▶ **Text passage**:
** BEGIN **

Fastest charging electric cars

Many electric cars are now compatible with ultra-rapid charging, but some are faster than others. The fastest charging electric cars include premium models such as the Porsche Taycan, Mercedes EQS and Audi e-tron GT. The Mercedes EQS, for example, can be charged from 10-80% in around half an hour if you can find a charger capable of 200kW charging speeds. This also gives an impressive range of around 450 miles in the EQS 450+ model.

Mercedes EQS hatchbackMercedes EQS hatchback review

The Hyundai Ioniq 5 and its sister car, the Kia EV6, are some of the first mainstream electric cars to offer similar levels of fast-charging tech. If you can find a compatible ultra-rapid charger, both the Ioniq 5 and EV6 can be charged from 10-80% in just 18 minutes - higher spec models of the Ioniq 5 charge at a speed of 220kW, but EV6 models are capable of 233kW charging speeds. You’ll get a range of up to 315 miles in the rear wheel drive version of the Ioniq with a large battery, and up to 328 miles in the Kia EV6.

** END **

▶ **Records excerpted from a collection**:
** BEGIN **

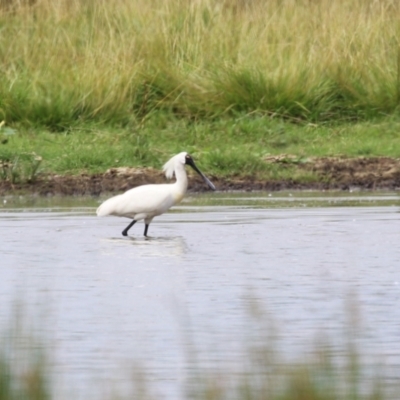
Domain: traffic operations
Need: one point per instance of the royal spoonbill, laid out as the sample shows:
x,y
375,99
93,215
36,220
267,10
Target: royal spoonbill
x,y
148,201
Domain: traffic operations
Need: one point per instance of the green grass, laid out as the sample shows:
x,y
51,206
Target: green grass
x,y
225,147
117,62
93,84
321,372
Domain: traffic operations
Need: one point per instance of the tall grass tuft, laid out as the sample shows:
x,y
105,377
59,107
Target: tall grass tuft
x,y
116,62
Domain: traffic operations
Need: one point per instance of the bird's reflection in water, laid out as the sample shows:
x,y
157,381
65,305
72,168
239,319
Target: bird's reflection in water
x,y
151,246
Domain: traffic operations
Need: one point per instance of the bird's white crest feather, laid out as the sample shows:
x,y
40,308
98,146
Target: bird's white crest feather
x,y
170,165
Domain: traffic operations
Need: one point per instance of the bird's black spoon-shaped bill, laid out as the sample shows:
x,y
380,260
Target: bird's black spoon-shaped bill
x,y
206,180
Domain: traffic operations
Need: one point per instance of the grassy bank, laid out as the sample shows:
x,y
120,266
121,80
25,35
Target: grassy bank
x,y
117,62
227,147
321,372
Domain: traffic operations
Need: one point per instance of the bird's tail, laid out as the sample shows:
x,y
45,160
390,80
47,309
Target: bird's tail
x,y
108,207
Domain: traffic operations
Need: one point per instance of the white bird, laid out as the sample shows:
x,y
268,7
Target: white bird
x,y
148,201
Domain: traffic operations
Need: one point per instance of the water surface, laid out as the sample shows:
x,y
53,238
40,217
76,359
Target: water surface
x,y
184,296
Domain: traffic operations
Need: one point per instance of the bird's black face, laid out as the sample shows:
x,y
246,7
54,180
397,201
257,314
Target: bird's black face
x,y
189,161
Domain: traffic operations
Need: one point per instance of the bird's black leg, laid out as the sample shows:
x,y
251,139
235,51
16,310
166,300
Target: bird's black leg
x,y
125,231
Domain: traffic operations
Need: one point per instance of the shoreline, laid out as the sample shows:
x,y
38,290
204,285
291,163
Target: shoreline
x,y
327,173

** END **

▶ **Goal**:
Using the text on fast-charging electric cars, answer these questions:
1. About how long does the Mercedes EQS take to charge from 10-80% on a 200kW charger?
2. Which car is named as the sister car of the Hyundai Ioniq 5?
3. What maximum range is given for the Kia EV6?

▶ **Response to this exercise**:
1. Around half an hour.
2. The Kia EV6.
3. Up to 328 miles.